═══ EXTRACT ═══
Elmers End Cemetery or ‘Beckenham Cemetery and Crematorium’ or, to give it its original title, the ‘Crystal Palace District Cemetery Co.’
By Ellen Barbett
It covers 50 acres and was opened in 1876. But why here, sandwiched between a railway line and a sewage works? My guess is that the answer to that could be two fold. The arrival of the Crystal Palace a couple of miles up the hill, 22 years earlier had resulted in the growth of a wealthy population living in houses up on the Sydenham Heights and all the way down to Sydenham, Anerley, Beckenham and Croydon. The local churches and burial grounds were becoming unhealthily full.
And the other reason?
Privately owned cemeteries were big business in the middle of the 19th Century. The ‘Magnificent Seven’ cemeteries, privately created and funded, had been opened around London between 1833 and 1841. West Norwood Cemetery, opened in 1836, was known as the Millionaires cemetery for the opulence and grandeur of its memorials.
═══
* _PARTS OF THE EXERCISE_:
(A) List every name the extract on Elmers End Cemetery gives for the cemetery, including its original title.
(B) Answer these questions using the extract on Elmers End Cemetery:
(i) How many acres does the cemetery cover?
(ii) In what year did West Norwood Cemetery open?
(iii) Between which years were the "Magnificent Seven" cemeteries opened around London?
═══ DATASET EXTRACT ═══
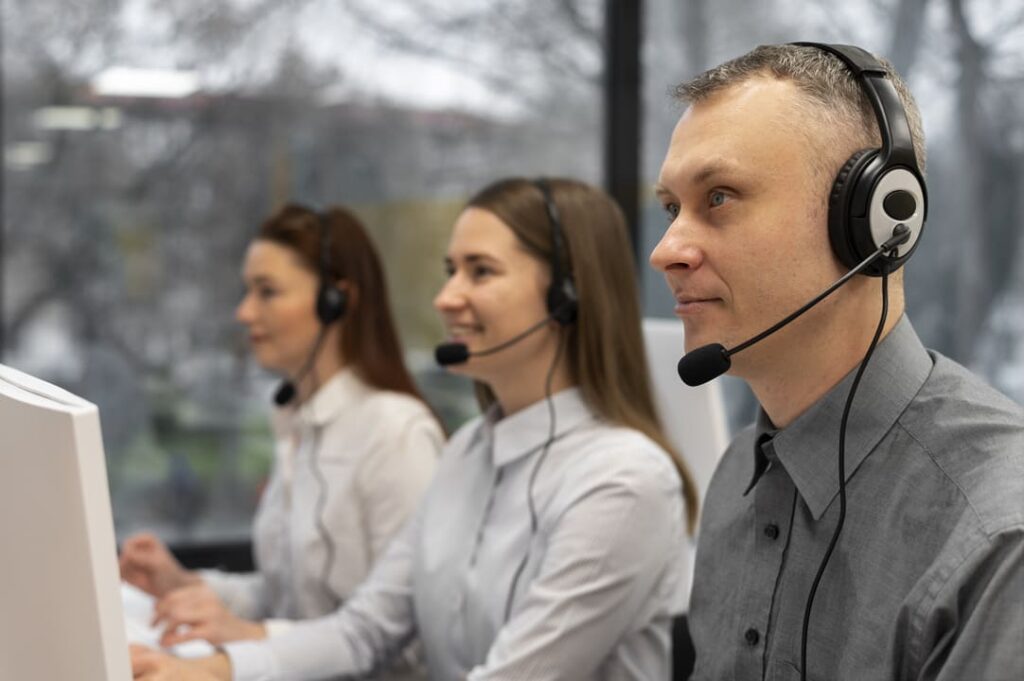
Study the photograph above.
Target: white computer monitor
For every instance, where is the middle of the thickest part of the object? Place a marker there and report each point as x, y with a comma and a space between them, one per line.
60, 608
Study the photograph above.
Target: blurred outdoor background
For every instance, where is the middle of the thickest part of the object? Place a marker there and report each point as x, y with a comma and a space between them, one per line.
144, 140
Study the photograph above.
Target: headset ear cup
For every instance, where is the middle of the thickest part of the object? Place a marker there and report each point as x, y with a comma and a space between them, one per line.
331, 303
840, 220
563, 303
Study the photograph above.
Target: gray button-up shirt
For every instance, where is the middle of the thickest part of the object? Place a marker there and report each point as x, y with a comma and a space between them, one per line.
927, 581
601, 576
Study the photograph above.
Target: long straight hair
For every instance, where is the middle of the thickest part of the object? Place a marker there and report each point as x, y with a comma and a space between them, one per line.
605, 349
369, 342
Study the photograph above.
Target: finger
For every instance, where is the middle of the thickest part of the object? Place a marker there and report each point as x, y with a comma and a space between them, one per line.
172, 637
143, 660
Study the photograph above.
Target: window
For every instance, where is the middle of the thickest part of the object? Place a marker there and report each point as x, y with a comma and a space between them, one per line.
143, 142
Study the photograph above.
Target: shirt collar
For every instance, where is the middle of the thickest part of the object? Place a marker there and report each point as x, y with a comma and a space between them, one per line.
340, 392
512, 437
808, 448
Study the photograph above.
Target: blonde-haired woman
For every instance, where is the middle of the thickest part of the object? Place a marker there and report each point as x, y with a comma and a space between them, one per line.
551, 542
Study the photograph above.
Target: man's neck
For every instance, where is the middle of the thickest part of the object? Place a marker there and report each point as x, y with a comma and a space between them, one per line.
792, 383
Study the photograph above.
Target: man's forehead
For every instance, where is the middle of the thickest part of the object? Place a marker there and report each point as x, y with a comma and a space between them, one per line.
755, 120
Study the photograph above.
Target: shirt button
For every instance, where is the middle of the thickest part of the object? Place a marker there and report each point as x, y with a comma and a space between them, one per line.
752, 636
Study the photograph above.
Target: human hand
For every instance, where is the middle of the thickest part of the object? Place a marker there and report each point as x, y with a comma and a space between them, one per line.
148, 665
195, 611
146, 563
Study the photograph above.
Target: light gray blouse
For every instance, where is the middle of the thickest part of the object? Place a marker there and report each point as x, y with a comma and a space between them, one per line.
601, 576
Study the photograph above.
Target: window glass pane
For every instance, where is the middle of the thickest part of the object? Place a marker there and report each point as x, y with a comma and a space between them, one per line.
144, 141
965, 62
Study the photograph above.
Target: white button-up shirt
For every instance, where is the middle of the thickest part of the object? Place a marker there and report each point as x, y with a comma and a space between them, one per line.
601, 577
353, 458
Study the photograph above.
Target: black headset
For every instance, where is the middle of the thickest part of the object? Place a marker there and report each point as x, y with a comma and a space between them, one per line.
331, 300
561, 299
875, 193
876, 188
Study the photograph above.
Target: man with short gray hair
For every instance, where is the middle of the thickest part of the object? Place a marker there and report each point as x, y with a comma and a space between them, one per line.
870, 524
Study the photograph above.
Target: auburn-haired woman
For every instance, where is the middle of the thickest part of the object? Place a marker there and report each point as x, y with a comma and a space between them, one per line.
355, 443
551, 542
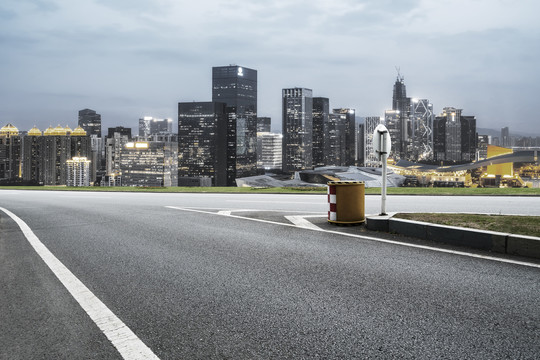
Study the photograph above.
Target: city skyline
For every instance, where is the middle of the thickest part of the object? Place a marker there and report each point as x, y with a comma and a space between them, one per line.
126, 62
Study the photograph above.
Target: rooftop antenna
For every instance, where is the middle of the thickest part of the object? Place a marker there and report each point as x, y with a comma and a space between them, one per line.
400, 77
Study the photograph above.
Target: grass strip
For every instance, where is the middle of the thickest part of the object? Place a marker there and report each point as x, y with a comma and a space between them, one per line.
513, 224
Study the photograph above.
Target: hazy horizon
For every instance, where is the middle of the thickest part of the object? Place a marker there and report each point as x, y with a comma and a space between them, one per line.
129, 59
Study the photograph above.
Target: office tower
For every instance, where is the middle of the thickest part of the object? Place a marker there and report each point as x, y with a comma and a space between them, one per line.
360, 144
370, 124
264, 124
269, 147
149, 126
335, 140
149, 163
236, 86
81, 145
321, 112
10, 153
207, 142
421, 119
297, 129
505, 138
483, 142
31, 155
120, 130
454, 136
114, 143
90, 121
349, 117
55, 150
78, 171
392, 121
399, 120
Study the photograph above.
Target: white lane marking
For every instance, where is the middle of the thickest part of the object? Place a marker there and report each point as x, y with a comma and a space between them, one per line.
277, 202
300, 221
462, 253
126, 342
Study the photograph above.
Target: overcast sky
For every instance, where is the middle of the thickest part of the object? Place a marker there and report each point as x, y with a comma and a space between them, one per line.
132, 58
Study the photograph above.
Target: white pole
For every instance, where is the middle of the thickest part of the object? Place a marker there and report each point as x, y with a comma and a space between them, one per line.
383, 189
384, 157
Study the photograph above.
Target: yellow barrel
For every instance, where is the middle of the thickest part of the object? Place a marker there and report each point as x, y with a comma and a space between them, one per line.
346, 200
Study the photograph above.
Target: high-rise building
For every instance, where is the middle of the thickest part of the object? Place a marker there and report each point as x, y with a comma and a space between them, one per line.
392, 121
349, 116
321, 112
505, 139
360, 144
10, 153
335, 140
78, 171
31, 155
264, 124
454, 136
399, 123
113, 148
55, 150
297, 129
150, 126
269, 147
149, 163
120, 130
90, 121
207, 142
421, 135
236, 86
370, 124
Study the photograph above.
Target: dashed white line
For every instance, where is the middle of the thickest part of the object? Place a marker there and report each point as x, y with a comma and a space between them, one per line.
126, 342
461, 253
═══
* _WRITTEN ANSWERS_:
(A)
Elmers End Cemetery
Beckenham Cemetery and Crematorium
Crystal Palace District Cemetery Co.

(B)
(i) 50 acres
(ii) 1836
(iii) Between 1833 and 1841